__Directions__
All of the data below should be set down again verbatim, without any images.

Point localization data
◇ ◇ ◇
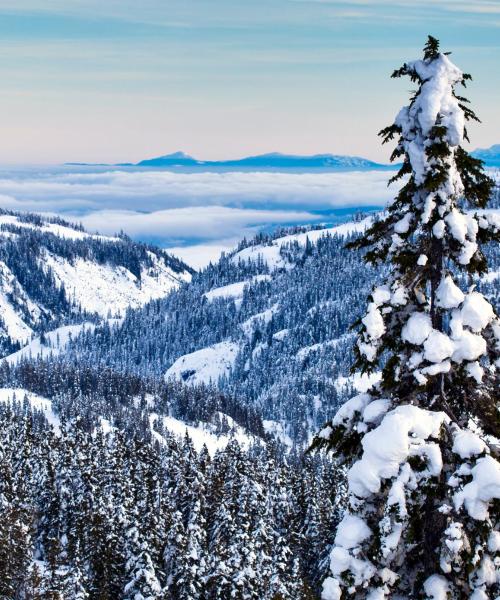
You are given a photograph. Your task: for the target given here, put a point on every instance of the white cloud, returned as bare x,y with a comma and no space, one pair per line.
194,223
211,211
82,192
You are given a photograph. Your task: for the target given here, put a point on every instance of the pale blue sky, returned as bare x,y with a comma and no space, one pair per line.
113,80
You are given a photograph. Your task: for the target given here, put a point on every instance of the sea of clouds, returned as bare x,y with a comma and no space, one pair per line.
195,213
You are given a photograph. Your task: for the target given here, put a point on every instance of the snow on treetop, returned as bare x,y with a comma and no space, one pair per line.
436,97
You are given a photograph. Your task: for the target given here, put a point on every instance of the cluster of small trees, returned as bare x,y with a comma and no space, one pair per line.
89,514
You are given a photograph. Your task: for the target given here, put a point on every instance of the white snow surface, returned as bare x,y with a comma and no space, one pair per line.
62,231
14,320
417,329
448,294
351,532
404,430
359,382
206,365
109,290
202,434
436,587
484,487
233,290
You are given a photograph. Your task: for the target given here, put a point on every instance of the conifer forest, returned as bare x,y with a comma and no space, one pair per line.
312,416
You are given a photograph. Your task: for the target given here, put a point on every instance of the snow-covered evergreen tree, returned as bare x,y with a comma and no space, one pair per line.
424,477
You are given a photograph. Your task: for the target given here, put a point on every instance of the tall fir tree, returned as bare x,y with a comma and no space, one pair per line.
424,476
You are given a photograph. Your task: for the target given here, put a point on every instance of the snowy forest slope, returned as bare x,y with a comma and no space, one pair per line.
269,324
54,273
◇ ◇ ◇
__Response area__
You are given a photograph. Your task: for the target given here, put a point on every instance of the white cloud, returned as bare x,y with a comma and no space, one pair per line.
194,223
211,211
82,192
You are given a photograph. Your task: for the target given here, put a point on every instance of the pale blue sky, returned as bare x,y with a comma and no space, one pair per line.
113,80
You are given a photograph. Your task: for the target given here, put a point on every instance of the sea of clouds, returned as bare x,y with a comma and no space, one pair per line.
195,213
You are given a photograph. Your task: for the target given here, put a point on every instance of the snow on treetop, returned as bare x,y with a comma and no space, one pair per line.
436,97
You are given a photograph. Your task: for the target given here, put a point on every instance of the cluster of small trees, returned as bare x,y with a comma and no space, one pair per line.
89,514
You are given a photograph. Your task: for the target given here, put a point on every instance of the white snow surface, returned as bare x,y with a comma and no space, one pair per line.
62,231
14,320
417,329
448,294
351,532
404,430
359,382
206,365
109,290
202,434
436,587
484,487
233,290
You are given a photograph. Your task: for the target given here, put a point on every instance of the conifer forest, returned as bare x,y with a comma and no space, one pair per line.
312,416
You are given a photograph. Your task: for the target given here, put a point on every instance of the snow-covered evergreen tree, returned as bare x,y with a comma and no space, one pair per line.
424,477
You are given a photograph. Your task: for the target given here, put a point on every instance of the tall fir tree, returned as bare x,y with a comma and no space, one pair per line.
424,476
You are given a photograph. Your task: for the target given here, put a point on every instance of the snowy forest slope, returned as bare x,y with a comma and no space, one pair per line.
269,324
54,273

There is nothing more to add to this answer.